■ Records for this task
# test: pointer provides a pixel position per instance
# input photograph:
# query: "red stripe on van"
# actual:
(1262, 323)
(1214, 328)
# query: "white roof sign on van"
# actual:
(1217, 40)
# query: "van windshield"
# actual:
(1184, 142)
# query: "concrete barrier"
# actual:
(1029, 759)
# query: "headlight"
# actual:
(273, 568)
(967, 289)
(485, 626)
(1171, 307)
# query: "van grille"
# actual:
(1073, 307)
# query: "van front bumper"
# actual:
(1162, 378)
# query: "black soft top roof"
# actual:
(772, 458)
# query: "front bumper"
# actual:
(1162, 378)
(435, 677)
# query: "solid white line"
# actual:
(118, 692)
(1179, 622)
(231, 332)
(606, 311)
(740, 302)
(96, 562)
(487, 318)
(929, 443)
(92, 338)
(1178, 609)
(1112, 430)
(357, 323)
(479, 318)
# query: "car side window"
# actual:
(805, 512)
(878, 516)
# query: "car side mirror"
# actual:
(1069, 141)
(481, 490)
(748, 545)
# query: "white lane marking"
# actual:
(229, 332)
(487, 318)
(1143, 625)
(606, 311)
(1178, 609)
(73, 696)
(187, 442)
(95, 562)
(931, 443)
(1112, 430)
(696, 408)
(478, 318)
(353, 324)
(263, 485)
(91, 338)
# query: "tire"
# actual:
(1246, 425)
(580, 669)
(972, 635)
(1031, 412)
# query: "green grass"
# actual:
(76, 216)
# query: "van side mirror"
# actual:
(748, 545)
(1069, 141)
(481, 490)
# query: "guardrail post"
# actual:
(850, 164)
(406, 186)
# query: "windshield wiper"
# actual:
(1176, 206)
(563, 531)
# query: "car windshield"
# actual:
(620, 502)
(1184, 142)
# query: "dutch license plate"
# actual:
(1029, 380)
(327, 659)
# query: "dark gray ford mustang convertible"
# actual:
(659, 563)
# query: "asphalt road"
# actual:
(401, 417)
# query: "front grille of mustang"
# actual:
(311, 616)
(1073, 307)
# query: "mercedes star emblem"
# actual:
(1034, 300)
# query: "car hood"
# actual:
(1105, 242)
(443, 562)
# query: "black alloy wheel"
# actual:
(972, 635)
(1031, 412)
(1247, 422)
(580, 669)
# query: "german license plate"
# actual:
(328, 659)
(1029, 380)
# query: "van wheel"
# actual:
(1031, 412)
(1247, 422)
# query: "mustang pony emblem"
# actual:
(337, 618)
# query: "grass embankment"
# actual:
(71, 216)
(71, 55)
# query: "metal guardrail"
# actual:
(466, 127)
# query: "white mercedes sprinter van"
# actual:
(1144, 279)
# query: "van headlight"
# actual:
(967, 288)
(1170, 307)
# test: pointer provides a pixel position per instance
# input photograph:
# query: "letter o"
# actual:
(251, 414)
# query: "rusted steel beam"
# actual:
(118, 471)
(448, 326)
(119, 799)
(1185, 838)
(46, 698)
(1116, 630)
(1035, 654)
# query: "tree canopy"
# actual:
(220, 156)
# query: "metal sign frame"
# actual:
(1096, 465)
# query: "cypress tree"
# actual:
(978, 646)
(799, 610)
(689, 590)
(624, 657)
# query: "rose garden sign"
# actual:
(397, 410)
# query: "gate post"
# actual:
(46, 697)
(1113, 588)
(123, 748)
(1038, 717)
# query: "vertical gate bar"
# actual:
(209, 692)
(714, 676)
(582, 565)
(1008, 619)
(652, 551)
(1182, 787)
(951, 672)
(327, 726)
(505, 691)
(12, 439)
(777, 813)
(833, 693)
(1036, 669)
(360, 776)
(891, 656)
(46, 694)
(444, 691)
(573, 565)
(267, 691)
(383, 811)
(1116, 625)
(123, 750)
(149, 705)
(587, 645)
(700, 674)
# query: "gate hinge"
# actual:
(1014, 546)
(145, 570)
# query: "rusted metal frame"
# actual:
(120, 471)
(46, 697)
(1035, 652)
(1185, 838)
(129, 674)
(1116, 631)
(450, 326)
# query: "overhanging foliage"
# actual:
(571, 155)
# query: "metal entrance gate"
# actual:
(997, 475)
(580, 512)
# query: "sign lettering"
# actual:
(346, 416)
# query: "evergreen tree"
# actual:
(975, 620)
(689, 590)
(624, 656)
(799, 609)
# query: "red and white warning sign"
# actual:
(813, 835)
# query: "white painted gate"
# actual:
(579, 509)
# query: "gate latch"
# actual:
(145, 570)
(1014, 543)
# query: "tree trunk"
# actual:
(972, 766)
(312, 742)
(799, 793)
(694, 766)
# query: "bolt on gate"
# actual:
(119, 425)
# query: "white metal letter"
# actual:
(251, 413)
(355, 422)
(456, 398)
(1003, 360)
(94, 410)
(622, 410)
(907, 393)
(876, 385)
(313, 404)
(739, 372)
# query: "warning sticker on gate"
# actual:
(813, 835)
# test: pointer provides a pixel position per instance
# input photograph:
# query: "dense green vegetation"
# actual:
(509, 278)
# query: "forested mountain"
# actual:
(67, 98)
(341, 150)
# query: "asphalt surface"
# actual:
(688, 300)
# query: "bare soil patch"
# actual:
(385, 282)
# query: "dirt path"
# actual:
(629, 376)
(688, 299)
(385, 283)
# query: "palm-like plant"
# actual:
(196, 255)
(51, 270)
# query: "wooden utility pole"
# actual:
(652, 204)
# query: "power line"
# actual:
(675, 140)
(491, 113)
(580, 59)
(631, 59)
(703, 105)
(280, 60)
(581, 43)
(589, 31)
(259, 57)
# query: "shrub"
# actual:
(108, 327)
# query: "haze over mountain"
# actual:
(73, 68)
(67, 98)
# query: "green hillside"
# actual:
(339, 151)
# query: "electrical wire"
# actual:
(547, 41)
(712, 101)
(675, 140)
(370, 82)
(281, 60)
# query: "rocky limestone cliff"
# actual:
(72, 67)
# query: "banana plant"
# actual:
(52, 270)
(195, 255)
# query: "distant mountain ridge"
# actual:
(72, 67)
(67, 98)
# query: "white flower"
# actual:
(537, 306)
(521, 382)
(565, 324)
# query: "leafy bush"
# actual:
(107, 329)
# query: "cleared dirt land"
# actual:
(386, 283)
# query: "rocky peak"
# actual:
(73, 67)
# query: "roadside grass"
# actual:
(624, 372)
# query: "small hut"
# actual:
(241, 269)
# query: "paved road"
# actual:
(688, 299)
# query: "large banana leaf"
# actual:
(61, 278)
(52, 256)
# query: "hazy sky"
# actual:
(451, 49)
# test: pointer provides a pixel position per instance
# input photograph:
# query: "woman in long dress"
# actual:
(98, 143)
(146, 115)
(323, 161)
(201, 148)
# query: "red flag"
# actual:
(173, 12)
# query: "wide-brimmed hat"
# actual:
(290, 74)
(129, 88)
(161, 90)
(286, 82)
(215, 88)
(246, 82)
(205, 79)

■ Task prompt
All of the data needs to be reproduced exactly, with no line missing.

■ Task solution
# test: pointer provides a pixel position per instance
# input photograph:
# query: "red stripe on van"
# actual:
(1262, 323)
(1214, 328)
# query: "white roof sign on van"
# actual:
(1217, 40)
# query: "van windshield"
# actual:
(1184, 142)
# query: "concrete barrier"
# actual:
(1029, 759)
# query: "headlight"
# actual:
(273, 568)
(967, 289)
(485, 626)
(1171, 307)
# query: "van grille"
# actual:
(1073, 307)
# query: "van front bumper"
# actual:
(1162, 378)
# query: "black soft top roof"
# actual:
(772, 458)
# query: "front bumper"
# actual:
(1162, 378)
(435, 677)
# query: "solid white line"
# actual:
(118, 692)
(1179, 622)
(231, 332)
(606, 311)
(740, 302)
(96, 562)
(487, 318)
(929, 443)
(92, 338)
(1178, 609)
(1112, 430)
(357, 323)
(479, 318)
# query: "car side window"
# actual:
(805, 512)
(878, 516)
# query: "car side mirror"
# actual:
(1069, 141)
(481, 490)
(748, 545)
# query: "white lane marking"
# actual:
(229, 332)
(487, 318)
(1143, 625)
(606, 311)
(1178, 609)
(73, 696)
(187, 442)
(95, 562)
(931, 443)
(1112, 430)
(696, 408)
(478, 318)
(353, 324)
(263, 485)
(91, 338)
# query: "tire"
# actual:
(1246, 425)
(580, 669)
(972, 635)
(1031, 412)
# query: "green grass"
# actual:
(76, 216)
# query: "van side mirror"
# actual:
(748, 545)
(1069, 141)
(481, 490)
# query: "guardrail post"
# actual:
(850, 164)
(406, 186)
# query: "windshield wiper"
# actual:
(1176, 206)
(563, 531)
# query: "car windshield"
# actual:
(620, 502)
(1184, 142)
# query: "dutch license plate"
# actual:
(1029, 380)
(327, 659)
# query: "dark gray ford mustang convertible"
# actual:
(659, 563)
# query: "asphalt road"
# actual:
(401, 417)
# query: "front grille of mustang"
# actual:
(311, 616)
(1073, 307)
# query: "mercedes star emblem"
# actual:
(1034, 300)
# query: "car hood"
# actual:
(1105, 242)
(443, 562)
# query: "black alloy wheel"
# actual:
(972, 635)
(1031, 412)
(1247, 422)
(580, 669)
# query: "german license plate"
# actual:
(328, 659)
(1029, 380)
# query: "van wheel"
# actual:
(1031, 412)
(1247, 422)
# query: "mustang pony emblem"
# actual:
(337, 618)
# query: "grass embankment"
# actual:
(71, 216)
(71, 55)
# query: "metal guardrail"
# actual:
(466, 127)
# query: "white mercedes sprinter van"
# actual:
(1144, 279)
# query: "van headlight"
# actual:
(967, 288)
(1170, 307)
# test: pointer provides a pixel position per instance
# input photograph:
# query: "letter o"
# actual:
(251, 414)
# query: "rusted steel beam"
# actual:
(118, 471)
(448, 326)
(119, 799)
(1185, 838)
(46, 698)
(1116, 630)
(1035, 654)
# query: "tree canopy"
# actual:
(220, 156)
# query: "metal sign frame"
# actual:
(1096, 465)
# query: "cypress tree"
# actual:
(978, 646)
(799, 610)
(689, 590)
(624, 657)
# query: "rose garden sign"
# actual:
(397, 410)
# query: "gate post"
# actual:
(46, 697)
(1113, 588)
(123, 748)
(1038, 717)
# query: "vertical gate bar"
# actual:
(209, 692)
(714, 676)
(582, 565)
(1008, 619)
(652, 551)
(1182, 787)
(951, 672)
(327, 726)
(505, 691)
(12, 439)
(777, 813)
(833, 693)
(1036, 669)
(360, 776)
(891, 656)
(46, 694)
(444, 691)
(573, 565)
(267, 691)
(383, 811)
(1116, 625)
(123, 750)
(149, 705)
(587, 645)
(700, 674)
# query: "gate hinge"
# actual:
(1014, 546)
(145, 570)
# query: "rusted metal frame"
# actual:
(120, 471)
(46, 697)
(1035, 652)
(1185, 838)
(129, 674)
(1116, 631)
(450, 326)
# query: "overhanging foliage"
# actual:
(571, 155)
# query: "metal entrance gate"
# actual:
(997, 475)
(580, 512)
# query: "sign lettering"
# actual:
(346, 416)
# query: "evergreen tree"
# actual:
(975, 620)
(689, 590)
(624, 656)
(799, 609)
# query: "red and white warning sign"
# actual:
(813, 835)
# query: "white painted gate"
# actual:
(579, 509)
# query: "gate latch"
# actual:
(145, 570)
(1014, 543)
# query: "tree trunk"
# actual:
(972, 766)
(312, 742)
(799, 793)
(694, 766)
# query: "bolt on gate"
# actual:
(119, 425)
# query: "white metal letter"
# actual:
(251, 413)
(355, 422)
(456, 398)
(1003, 360)
(94, 410)
(622, 410)
(907, 393)
(876, 385)
(313, 404)
(739, 372)
# query: "warning sticker on gate"
# actual:
(813, 835)
# test: pointer provides a pixel position per instance
# input photograph:
# query: "dense green vegetation"
# actual:
(509, 278)
# query: "forested mountain"
# actual:
(67, 98)
(341, 150)
# query: "asphalt surface"
# actual:
(688, 300)
# query: "bare soil patch"
# actual:
(385, 282)
# query: "dirt path"
# actual:
(629, 376)
(688, 299)
(385, 283)
# query: "palm-like plant"
# actual:
(196, 255)
(51, 270)
# query: "wooden utility pole"
# actual:
(652, 204)
# query: "power line"
# actual:
(675, 140)
(491, 113)
(580, 59)
(631, 59)
(703, 105)
(280, 60)
(581, 43)
(589, 31)
(259, 57)
# query: "shrub"
# actual:
(108, 327)
# query: "haze over mountain"
# actual:
(73, 68)
(67, 98)
# query: "green hillside"
# actual:
(339, 151)
# query: "electrical wire"
# actual:
(547, 41)
(712, 101)
(675, 140)
(370, 82)
(281, 60)
# query: "rocky limestone cliff"
# actual:
(72, 67)
# query: "banana plant"
# actual:
(52, 270)
(195, 255)
# query: "distant mountain ridge"
# actual:
(72, 67)
(67, 98)
# query: "white flower"
# actual:
(537, 306)
(521, 382)
(565, 324)
# query: "leafy bush"
# actual:
(107, 329)
# query: "cleared dirt land"
# actual:
(386, 283)
# query: "rocky peak"
# actual:
(73, 67)
# query: "roadside grass"
# actual:
(624, 372)
# query: "small hut"
# actual:
(241, 269)
# query: "paved road"
# actual:
(688, 299)
# query: "large banana leaf"
# actual:
(61, 278)
(52, 256)
# query: "hazy sky"
# actual:
(451, 49)
# test: pointer provides a pixel position per instance
# input photograph:
# query: "woman in long dress"
# actual:
(98, 143)
(146, 115)
(323, 161)
(201, 148)
# query: "red flag"
# actual:
(173, 12)
# query: "wide-brimmed hat"
# actual:
(290, 74)
(129, 88)
(161, 90)
(286, 82)
(215, 88)
(246, 82)
(205, 79)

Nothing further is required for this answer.